### Parts of the exercise
1. In the passage on Miller's wartime photography, copy everything from "At the outbreak" down to "prisoners of war." word for word.
2. Carry the passage on Miller's work as a war photographer further, picking up after its final sentence.
-- Text shown follows --
At the outbreak of World War II, Miller was living at Downshire Hill in Hampstead, London, with Penrose when Germany's aerial bombardment of the city began. Ignoring pleas from friends and family to return to the U.S., Miller embarked on a new career in photojournalism as the official war photographer for Vogue, documenting what became known as the Blitz. Because the British Army would not let her accompany them, she managed to be accredited with the U.S. Army instead as a war correspondent for Condé Nast Publications from December 1942. Miller's first article for British Vogue was on nurses at an army base in Oxford. She took portraits of nurses across Europe, including those on the front lines and prisoners of war.
-- Text shown concluded --
-- Given data follows --
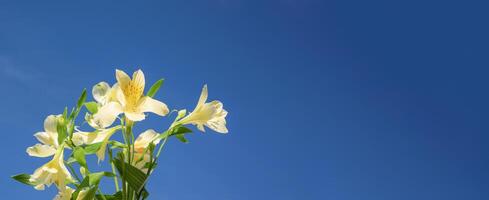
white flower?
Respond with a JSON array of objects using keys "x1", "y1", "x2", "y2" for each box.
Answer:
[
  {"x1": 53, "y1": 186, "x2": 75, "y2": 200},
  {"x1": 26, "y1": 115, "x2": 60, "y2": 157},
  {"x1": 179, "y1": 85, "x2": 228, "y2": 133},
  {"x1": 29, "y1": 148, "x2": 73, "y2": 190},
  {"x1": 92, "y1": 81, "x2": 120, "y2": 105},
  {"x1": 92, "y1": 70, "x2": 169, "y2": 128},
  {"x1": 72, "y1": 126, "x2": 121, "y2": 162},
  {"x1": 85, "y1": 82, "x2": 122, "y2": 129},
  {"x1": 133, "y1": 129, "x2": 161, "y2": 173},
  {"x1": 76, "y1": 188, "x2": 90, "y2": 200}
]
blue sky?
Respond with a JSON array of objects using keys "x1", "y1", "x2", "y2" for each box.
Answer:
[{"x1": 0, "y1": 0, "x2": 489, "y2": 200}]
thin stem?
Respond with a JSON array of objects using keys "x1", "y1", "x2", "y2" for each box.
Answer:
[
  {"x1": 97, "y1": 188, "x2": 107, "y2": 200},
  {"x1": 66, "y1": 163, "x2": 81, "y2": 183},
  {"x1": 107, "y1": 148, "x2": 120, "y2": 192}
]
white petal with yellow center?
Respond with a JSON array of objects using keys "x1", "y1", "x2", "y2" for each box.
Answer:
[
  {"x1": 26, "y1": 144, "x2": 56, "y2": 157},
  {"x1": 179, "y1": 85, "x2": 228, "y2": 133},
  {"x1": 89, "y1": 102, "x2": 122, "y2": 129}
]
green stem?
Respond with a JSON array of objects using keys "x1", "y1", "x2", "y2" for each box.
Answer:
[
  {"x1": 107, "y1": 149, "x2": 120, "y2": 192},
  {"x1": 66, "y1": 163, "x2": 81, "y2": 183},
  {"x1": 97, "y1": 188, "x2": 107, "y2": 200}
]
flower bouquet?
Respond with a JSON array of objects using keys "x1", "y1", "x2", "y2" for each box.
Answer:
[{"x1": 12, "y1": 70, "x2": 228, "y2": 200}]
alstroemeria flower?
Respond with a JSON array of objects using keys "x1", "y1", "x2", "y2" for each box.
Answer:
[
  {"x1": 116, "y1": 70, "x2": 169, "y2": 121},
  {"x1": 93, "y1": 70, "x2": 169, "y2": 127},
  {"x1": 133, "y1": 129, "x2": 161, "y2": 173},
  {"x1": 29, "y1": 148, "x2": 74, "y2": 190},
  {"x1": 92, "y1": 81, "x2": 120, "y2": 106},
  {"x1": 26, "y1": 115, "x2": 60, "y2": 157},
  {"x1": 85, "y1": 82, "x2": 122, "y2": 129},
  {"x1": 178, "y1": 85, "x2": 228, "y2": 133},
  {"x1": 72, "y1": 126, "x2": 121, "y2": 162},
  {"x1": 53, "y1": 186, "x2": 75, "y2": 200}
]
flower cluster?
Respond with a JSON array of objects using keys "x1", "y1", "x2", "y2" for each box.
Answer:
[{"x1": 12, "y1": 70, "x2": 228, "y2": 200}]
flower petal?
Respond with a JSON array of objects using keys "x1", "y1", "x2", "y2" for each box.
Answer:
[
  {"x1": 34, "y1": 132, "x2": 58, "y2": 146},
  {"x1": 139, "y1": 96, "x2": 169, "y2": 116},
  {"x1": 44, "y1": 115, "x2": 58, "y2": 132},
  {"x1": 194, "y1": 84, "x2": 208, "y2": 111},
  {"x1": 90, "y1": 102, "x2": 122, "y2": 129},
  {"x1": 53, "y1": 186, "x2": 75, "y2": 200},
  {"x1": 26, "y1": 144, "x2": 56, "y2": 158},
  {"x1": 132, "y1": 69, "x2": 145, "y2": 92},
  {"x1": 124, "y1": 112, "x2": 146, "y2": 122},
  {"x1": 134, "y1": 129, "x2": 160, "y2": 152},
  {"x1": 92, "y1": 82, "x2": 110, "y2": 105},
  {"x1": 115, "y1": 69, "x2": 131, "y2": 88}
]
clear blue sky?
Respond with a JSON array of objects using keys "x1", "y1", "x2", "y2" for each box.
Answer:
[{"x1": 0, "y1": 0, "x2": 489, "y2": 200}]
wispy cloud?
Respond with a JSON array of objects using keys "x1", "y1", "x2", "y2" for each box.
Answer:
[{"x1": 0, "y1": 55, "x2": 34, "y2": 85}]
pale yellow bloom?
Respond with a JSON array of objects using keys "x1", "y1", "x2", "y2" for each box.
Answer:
-- Given data concluded --
### Your written answers
1.
At the outbreak of World War II, Miller was living at Downshire Hill in Hampstead, London, with Penrose when Germany's aerial bombardment of the city began. Ignoring pleas from friends and family to return to the U.S., Miller embarked on a new career in photojournalism as the official war photographer for Vogue, documenting what became known as the Blitz. Because the British Army would not let her accompany them, she managed to be accredited with the U.S. Army instead as a war correspondent for Condé Nast Publications from December 1942. Miller's first article for British Vogue was on nurses at an army base in Oxford. She took portraits of nurses across Europe, including those on the front lines and prisoners of war.

2.
Following the D-Day invasion of France in 1944, Miller was tasked with reporting on what she was told was the newly-liberated town of Saint-Malo. She travelled there only to find that the city was still being heavily fought over. Miller's military accreditation as a female war correspondent did not allow her to enter an active combat zone. Still, rather than leave, she decided to stay, and spent five days on the front lines photographing as much of the Battle of Saint-Malo as she could. Her photographs included the first recorded use of napalm. When the military authorities realized where she was, they put Miller under temporary house arrest and placed strict limits on her movements.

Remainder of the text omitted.